In addition to the usual therapy, 2 months ago I tried something else and she is feeling so much better, quality of life restored.
I have become a bit of a hammer looking for nails -- mast cells. It is the only way I can get a handle on this disorder. More often than not these cells are major players.
And now I take a major detour.
In front of me is a consultation note from a hematology professor from the University of Minnesota, Dr. Lawrence Afrin. A brilliant man. In all fairness, the note discusses a patients who really did not get better with a year of intravenous Rocephin. This patient's story is somewhat different. She has suffered with years of POTS, arthritis, thyroid disease, small fiber neuropathy, cognitive dysfunction, brain MRI showing white matter disease, unexplained abdominal pain, vomiting, discolored feet, sleep apnea - obstructive and central, blood clots, pelvic pain syncope and other unexplained symptoms.
The doctor describes her highly positive review of systems: she endorses a wide range of intermittent, chronic/recurrent, waxing and waning issues, mostly subjection (occasionally objective) which include fevers, flushing, feeling cold, fatigue (often to the point of exhaustion), malaise, headaches, diffusely migratory aching/pain, diffuse migratory pruritus (itching), unprovoked soaking night sweats, unprovoked fluctuations in appetite, eye irritation, episodic loss of focus, nasal congestion, swooshing in head...the list goes on.
Laboratory testing showed elevated 24 hour urine 11-beta-prostaglandin-F2-alpha level. He states that this is not a definitive test; he wants to make the diagnosis of mast cell activation syndrome stating "there is no other human disease he is aware of" that can cause all of these issues. He pedantically discusses an array of diagnostic tests and genetic variables that makes my head spin.
This single progress note could be made into a chapter in a text book, (one that would be both difficult to read and be understood by the non-specialist practitioner).
The author evokes Occams Razor (the idea that the simplest explanation is usually the correct one): he strongly doubts that she ever had Lyme disease. He states that IgeneX is an outlier lab, the only lab to find "evidence" of Lyme when other laboratories cannot. Not true. A recent peer reviewed study from Columbia University completely vindicates the unfairly maligned lab. killing the messenger is always easier -- when you don't want to hear the message.
===============
Pick up the piece on mast cell activation and Lyme disease after its last sentence and continue it.
===============
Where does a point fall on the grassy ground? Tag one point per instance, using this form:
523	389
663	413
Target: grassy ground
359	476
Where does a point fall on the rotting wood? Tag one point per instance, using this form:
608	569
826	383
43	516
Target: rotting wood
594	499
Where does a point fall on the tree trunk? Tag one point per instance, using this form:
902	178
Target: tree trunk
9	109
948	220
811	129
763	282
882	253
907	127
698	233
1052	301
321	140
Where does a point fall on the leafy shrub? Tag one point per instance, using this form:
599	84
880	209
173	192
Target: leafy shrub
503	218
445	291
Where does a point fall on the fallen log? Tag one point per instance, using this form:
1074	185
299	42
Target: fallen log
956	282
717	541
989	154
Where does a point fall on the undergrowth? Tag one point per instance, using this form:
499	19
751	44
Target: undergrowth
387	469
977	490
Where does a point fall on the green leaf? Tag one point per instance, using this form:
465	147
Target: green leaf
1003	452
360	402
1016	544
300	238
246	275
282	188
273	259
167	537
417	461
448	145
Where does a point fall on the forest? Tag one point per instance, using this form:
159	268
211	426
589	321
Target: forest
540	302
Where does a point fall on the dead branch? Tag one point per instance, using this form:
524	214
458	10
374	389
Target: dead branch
===============
● **WRITTEN ANSWER**
Learning about mast cells and their role in inflammation has been eye opening for me and helping many patients. Mast cell disorders, as discussed in current medical literature, are seen as an increasingly heterogeneous assortment of disorders. Mast cells are heterogeneous themselves. Lyme and other infections trigger mast cell activation and this is supported by peer reviewed studies.
Lyme in many ways is a disease mediated by the immune system. These odd spirochetes with lippoproteins jetting out from a double membrane cause disproportionate immune responses: cytokine storms and ill-defined autoimmunity are frequently pointed to. In my, perhaps, overly simplistic "simple country doctor" brain I imagine a scenario where all roads lead to Rome. Immune repsonses - cytokines, helper cells, killer cells, antibodies, complement (effector mechanisms - the business end of immune responses) all converge on mast cells. These cells and their attendant mediators play a large and under appreciated role in what we experience as inflammation.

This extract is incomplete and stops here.